--- Task objective ---
Print every line of the listing below, starting with the line that holds "Put a point on every instance of the beige" and going on through the line that holds "Put a point on every instance of the trimmed", both included, and print nothing else.

--- Task input ---

★ ★ ★ ★ ★ ★ ★

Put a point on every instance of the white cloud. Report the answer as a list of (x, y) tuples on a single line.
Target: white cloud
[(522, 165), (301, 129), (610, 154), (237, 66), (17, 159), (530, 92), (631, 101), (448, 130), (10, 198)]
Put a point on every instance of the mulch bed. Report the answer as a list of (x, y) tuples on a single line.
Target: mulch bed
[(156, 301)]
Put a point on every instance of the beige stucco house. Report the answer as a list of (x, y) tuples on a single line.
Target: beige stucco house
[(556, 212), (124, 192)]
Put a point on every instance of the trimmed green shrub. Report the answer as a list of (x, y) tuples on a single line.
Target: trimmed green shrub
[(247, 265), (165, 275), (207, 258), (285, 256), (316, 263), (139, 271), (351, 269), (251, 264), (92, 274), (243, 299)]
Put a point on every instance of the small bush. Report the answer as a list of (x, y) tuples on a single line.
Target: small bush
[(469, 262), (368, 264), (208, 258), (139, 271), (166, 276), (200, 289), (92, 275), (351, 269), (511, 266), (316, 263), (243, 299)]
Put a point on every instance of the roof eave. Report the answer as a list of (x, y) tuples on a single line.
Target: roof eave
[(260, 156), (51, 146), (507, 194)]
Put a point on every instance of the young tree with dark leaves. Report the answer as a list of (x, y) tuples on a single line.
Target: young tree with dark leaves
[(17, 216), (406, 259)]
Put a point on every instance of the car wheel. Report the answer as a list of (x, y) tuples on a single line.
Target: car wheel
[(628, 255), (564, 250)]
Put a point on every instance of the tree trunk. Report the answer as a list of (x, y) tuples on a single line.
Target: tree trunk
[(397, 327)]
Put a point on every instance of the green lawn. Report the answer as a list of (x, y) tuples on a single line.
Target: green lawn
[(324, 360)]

★ ★ ★ ★ ★ ★ ★

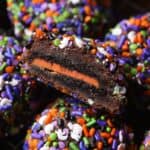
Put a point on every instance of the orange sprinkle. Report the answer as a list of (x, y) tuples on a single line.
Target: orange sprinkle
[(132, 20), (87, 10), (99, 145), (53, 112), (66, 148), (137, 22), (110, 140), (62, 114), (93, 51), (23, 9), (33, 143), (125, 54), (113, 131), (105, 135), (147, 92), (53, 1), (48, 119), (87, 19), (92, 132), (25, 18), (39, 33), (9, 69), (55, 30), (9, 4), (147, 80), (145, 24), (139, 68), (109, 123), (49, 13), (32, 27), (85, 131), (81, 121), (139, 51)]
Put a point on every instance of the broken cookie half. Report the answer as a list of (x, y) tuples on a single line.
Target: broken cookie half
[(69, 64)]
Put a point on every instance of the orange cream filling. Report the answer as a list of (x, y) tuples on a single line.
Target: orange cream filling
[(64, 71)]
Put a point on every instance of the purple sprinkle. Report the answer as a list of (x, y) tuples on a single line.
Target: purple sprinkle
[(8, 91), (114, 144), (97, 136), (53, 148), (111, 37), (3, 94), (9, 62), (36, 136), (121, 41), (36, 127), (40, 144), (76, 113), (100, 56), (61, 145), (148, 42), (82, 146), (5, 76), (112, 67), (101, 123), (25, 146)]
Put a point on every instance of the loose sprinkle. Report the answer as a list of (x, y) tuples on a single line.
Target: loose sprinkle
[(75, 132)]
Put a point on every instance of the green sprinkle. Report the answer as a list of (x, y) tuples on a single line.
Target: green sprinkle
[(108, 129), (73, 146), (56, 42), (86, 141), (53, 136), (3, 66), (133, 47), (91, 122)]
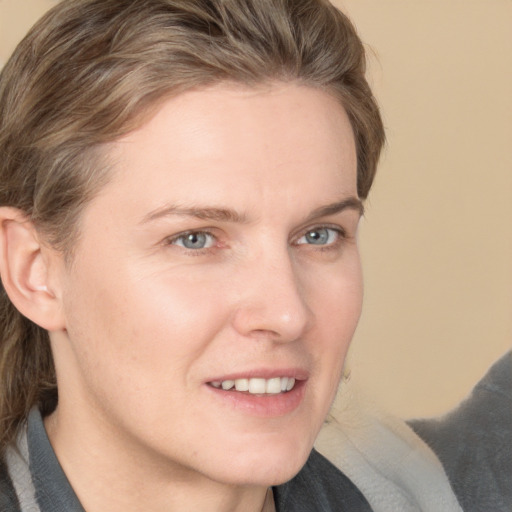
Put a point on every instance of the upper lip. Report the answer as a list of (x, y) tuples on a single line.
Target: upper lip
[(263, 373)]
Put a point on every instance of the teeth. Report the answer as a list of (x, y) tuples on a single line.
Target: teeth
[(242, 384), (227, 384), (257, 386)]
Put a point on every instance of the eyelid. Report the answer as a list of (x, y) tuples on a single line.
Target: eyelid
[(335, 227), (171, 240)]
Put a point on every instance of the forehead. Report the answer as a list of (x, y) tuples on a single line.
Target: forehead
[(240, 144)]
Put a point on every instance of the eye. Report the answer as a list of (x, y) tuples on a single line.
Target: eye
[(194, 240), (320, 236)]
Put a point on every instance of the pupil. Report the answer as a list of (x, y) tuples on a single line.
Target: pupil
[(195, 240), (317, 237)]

★ ★ ★ ★ ★ ★ ★

--- Finished task ---
Put a point on every instance of the beige stucco house. Report the answer as a list of (x, y) tuples on a single line.
Target: beige stucco house
[(556, 212), (124, 192)]
Put a point on every instance of the trimmed green shrub. Report the answer as a list of (x, y) tuples on a single line.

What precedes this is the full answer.